## [Problem requirements]
Send back all of the records, each one exactly as written.

(Exercise materials begins)

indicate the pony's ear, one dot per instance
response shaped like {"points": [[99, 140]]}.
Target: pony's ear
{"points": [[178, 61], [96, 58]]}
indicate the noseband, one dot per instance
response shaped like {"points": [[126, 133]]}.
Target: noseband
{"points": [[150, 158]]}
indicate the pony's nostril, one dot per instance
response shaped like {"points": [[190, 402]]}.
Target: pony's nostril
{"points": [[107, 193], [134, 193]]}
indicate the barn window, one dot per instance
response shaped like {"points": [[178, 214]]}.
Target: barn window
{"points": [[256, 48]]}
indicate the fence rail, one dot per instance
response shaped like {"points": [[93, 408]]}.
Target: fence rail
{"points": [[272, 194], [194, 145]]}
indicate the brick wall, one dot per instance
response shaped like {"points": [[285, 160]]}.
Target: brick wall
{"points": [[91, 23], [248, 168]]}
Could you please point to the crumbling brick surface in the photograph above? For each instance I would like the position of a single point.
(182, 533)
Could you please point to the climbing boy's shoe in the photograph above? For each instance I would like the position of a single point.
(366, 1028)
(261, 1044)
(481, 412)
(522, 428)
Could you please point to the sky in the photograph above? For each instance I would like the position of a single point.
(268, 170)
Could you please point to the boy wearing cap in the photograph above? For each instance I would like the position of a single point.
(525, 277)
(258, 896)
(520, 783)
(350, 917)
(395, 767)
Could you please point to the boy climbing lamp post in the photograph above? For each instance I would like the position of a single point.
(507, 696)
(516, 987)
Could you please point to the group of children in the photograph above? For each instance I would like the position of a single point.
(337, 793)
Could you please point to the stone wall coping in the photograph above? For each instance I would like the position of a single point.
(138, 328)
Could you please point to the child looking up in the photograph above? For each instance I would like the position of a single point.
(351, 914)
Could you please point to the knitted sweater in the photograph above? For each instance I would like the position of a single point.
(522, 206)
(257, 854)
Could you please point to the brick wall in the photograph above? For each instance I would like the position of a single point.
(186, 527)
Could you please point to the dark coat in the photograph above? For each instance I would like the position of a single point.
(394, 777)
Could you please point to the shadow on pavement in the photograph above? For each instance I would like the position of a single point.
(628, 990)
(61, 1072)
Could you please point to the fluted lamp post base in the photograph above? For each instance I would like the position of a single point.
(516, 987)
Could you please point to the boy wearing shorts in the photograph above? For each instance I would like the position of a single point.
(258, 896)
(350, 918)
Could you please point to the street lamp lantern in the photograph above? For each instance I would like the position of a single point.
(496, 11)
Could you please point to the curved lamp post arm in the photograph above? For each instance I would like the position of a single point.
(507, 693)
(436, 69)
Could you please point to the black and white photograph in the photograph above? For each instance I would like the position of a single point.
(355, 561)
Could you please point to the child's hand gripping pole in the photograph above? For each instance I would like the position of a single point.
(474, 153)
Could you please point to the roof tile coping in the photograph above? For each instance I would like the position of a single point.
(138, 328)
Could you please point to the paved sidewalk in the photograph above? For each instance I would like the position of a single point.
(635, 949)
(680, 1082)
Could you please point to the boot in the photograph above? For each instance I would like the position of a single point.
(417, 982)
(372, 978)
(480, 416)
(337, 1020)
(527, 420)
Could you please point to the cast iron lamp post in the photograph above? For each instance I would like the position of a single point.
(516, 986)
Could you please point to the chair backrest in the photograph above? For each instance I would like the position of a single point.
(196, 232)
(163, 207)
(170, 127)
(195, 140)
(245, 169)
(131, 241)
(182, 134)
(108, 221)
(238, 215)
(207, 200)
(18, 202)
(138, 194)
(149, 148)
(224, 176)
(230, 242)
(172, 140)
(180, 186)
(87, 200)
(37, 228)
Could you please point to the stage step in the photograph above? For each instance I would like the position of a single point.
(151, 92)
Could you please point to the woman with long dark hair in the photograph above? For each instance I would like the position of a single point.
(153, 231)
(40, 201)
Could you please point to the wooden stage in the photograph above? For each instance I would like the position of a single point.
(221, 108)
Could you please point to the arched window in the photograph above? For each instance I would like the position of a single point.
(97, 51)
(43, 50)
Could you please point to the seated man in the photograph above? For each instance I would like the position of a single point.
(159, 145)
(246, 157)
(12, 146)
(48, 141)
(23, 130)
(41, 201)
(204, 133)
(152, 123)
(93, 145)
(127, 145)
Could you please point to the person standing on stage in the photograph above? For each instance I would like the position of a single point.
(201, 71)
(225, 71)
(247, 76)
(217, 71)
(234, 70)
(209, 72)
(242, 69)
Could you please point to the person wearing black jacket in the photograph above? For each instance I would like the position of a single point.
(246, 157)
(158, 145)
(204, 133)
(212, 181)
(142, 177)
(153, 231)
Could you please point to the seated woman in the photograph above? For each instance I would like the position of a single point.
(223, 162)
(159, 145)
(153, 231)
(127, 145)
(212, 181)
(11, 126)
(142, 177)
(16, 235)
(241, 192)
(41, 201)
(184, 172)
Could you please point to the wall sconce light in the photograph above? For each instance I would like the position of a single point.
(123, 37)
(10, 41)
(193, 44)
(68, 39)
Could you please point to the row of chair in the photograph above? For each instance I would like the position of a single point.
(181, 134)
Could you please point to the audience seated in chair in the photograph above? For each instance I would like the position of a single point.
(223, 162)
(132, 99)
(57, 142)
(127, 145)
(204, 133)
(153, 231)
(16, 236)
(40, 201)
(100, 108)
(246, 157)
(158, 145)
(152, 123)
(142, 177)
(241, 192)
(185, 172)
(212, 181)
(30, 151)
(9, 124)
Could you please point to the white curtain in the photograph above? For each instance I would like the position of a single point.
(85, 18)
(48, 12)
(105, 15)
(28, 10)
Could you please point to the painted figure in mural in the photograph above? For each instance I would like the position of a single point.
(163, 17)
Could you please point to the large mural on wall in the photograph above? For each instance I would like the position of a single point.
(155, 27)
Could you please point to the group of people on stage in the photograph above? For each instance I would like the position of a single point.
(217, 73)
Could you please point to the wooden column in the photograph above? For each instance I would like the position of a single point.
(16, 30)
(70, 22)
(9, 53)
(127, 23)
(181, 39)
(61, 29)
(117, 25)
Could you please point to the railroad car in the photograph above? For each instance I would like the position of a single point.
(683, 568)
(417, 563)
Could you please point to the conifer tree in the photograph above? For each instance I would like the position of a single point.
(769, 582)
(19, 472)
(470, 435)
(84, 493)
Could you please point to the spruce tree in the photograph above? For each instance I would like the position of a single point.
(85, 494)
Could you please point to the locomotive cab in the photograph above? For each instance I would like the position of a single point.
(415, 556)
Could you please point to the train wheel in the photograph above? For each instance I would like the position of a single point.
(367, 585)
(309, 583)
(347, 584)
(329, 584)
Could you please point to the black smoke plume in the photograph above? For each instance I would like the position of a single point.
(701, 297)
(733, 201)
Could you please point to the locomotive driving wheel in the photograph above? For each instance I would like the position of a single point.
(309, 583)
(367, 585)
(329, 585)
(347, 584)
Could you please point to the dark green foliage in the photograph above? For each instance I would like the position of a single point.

(Exercise materials ends)

## [Result]
indicate the pony's ear, one dot per instance
response shaped like {"points": [[99, 140]]}.
Target: pony's ear
{"points": [[178, 61], [96, 58]]}
indicate the noseband, one dot per instance
response shaped like {"points": [[126, 133]]}.
Target: noseband
{"points": [[150, 158]]}
indicate the pony's nostril, one dot per instance
response shaped like {"points": [[190, 402]]}.
Target: pony's nostril
{"points": [[107, 193], [134, 193]]}
indicate the barn window, one dot per instance
response shaped like {"points": [[178, 214]]}.
Target: barn window
{"points": [[256, 48]]}
indicate the fence rail, one dot per instance
response shaped like {"points": [[93, 408]]}.
Target: fence rail
{"points": [[272, 194], [194, 145]]}
indicate the brick wall, one dot per instance
response shaped like {"points": [[285, 160]]}.
Target: brick wall
{"points": [[91, 23], [248, 168]]}
Could you please point to the crumbling brick surface in the photograph above? For each instance I would like the position of a single point.
(182, 533)
Could you please point to the climbing boy's shoe in the photograph above? For each instance I would like the position of a single point.
(366, 1028)
(261, 1044)
(481, 412)
(522, 428)
Could you please point to the sky in the photograph above? For each instance I would like the position of a single point.
(268, 170)
Could you please point to the boy wearing cap in the photograph above? For each instance I would like the position of a single point.
(525, 277)
(258, 896)
(520, 783)
(350, 917)
(395, 767)
Could you please point to the boy climbing lamp post in the photograph above? For each instance I would like the position of a single point.
(507, 696)
(516, 987)
Could you please point to the group of children in the photograph above? For each instance I would like the position of a single point.
(337, 793)
Could you please point to the stone wall coping in the photograph above? For each instance I would like the position of a single point.
(138, 328)
Could you please point to the child looking up in the photograph above? For each instance I would like the position of a single point.
(351, 914)
Could you please point to the knitted sweater in the photograph above? For each instance I would like the position of a single point.
(522, 206)
(257, 854)
Could you please point to the brick wall in the photograph above? For each instance I would like the position of a single point.
(186, 527)
Could you please point to the dark coat in the photograph above? For each instance I would like the position of a single point.
(394, 777)
Could you please point to the shadow on pavement in the photograph above? For each instance I would like the position of a single point.
(628, 990)
(61, 1072)
Could you please point to the fluted lamp post base in the photograph above? For each instance I would like the position of a single point.
(516, 987)
Could you please point to the boy wearing shorts in the photograph above? For each instance I would like the position of a single point.
(258, 896)
(350, 918)
Could you please point to the street lamp lantern in the photograph above? For each instance I would like the position of a single point.
(496, 11)
Could you please point to the curved lamp post arm in the photograph above? For each instance I would like the position of a single point.
(507, 693)
(436, 69)
Could you please point to the black and white photograph in the photograph above? For each instance I would like the position of a single point.
(355, 561)
Could you please point to the child's hand gripping pole in the photograph above? For each instance I would like the position of a single point.
(474, 153)
Could you please point to the roof tile coping in the photograph above? For each instance I would like the position of a single point.
(138, 328)
Could you please point to the paved sidewalk in the photograph above? For each instance I would like the position of a single point.
(635, 949)
(680, 1082)
Could you please point to the boot in the photograph above? For each instance I would like the position of a single point.
(417, 982)
(372, 978)
(480, 416)
(337, 1020)
(527, 420)
Could you please point to the cast iron lamp post in the photograph above? For each instance I would like the position of a single point.
(516, 986)
Could you please point to the chair backrest in the photograph above? For each instance I would like the position of a single point.
(196, 232)
(163, 207)
(170, 127)
(195, 140)
(245, 169)
(131, 241)
(182, 134)
(108, 221)
(238, 215)
(207, 200)
(18, 202)
(138, 194)
(149, 148)
(224, 176)
(230, 242)
(172, 140)
(180, 186)
(87, 200)
(37, 228)
Could you please point to the stage step in the photograph above? For each instance I would like the position of a single point.
(151, 92)
Could you please point to the woman with long dark hair in the photograph above? For each instance I would like the position of a single point.
(153, 231)
(40, 201)
Could you please point to the wooden stage in the photograph above? For each instance I would like the position of a single point.
(221, 108)
Could you please point to the arched window in the photograph above? For each instance I would like the position of a single point.
(97, 51)
(43, 50)
Could you please point to the seated man in the photograph above? For each instance I would like the position of a single point.
(159, 145)
(246, 157)
(12, 146)
(48, 141)
(23, 130)
(41, 201)
(204, 133)
(152, 123)
(93, 145)
(127, 145)
Could you please point to the person standing on stage in the photograph above? For each instance I would like the position of a single point.
(201, 71)
(225, 71)
(247, 76)
(217, 71)
(234, 70)
(209, 72)
(242, 69)
Could you please point to the person wearing black jacket in the photograph above? For each instance I would like the position of a single point.
(246, 157)
(158, 145)
(204, 133)
(212, 181)
(142, 177)
(153, 231)
Could you please point to the seated woman in the photograph above? For each instance I would like the position of a single point.
(223, 162)
(159, 145)
(153, 231)
(127, 145)
(212, 181)
(11, 126)
(142, 177)
(16, 235)
(241, 192)
(41, 201)
(184, 172)
Could you please point to the wall sconce light in the photograph above? For each instance I would like the position of a single point.
(123, 37)
(10, 41)
(193, 44)
(68, 39)
Could you please point to the row of chair in the photograph above? For each instance I would like the position of a single point.
(181, 134)
Could you please point to the audience seated in chair in the photograph above? For each instance I would like the position of a single point.
(223, 162)
(132, 99)
(57, 142)
(127, 145)
(204, 133)
(153, 231)
(16, 236)
(40, 201)
(100, 108)
(246, 157)
(158, 145)
(152, 123)
(142, 177)
(241, 192)
(185, 172)
(212, 181)
(30, 151)
(9, 124)
Could you please point to the white curtain in the photograph above? For each instance I would like the position of a single point.
(85, 18)
(48, 12)
(105, 15)
(28, 10)
Could you please point to the painted figure in mural in the photograph above? For each instance I would like the position of a single point.
(163, 17)
Could you please point to the large mural on wall in the photograph above? For each instance I would like the position of a single point.
(155, 27)
Could you please point to the group of people on stage in the photograph above? For each instance I would like the position of a single point.
(217, 73)
Could you please point to the wooden column in the photograph above? For each instance I would like the position of a single point.
(16, 30)
(70, 22)
(9, 53)
(127, 23)
(181, 39)
(61, 29)
(117, 25)
Could you please point to the railroad car in the photograph above? For each instance I would like the position of a single point.
(683, 568)
(417, 563)
Could you please point to the conifer tree in the photograph above? For each instance I would like the position of a single point.
(769, 582)
(19, 472)
(470, 435)
(84, 493)
Could you please point to the spruce tree in the photograph above? For each instance I would like the position of a single point.
(85, 494)
Could you please point to the locomotive cab in the photograph above? For each instance I would like the position of a single point.
(415, 556)
Could you please point to the train wheel in the photograph above? For each instance I would like the position of a single point.
(367, 585)
(309, 583)
(347, 584)
(329, 584)
Could you please point to the black smoke plume in the photograph above? For each instance I would like the position of a single point.
(701, 297)
(733, 201)
Could you please point to the locomotive driving wheel in the photograph above? For each instance I would like the position of a single point.
(309, 583)
(367, 585)
(329, 585)
(347, 584)
Could you please point to the dark green foliage in the photograph above? For each instance I would like the position of a single point.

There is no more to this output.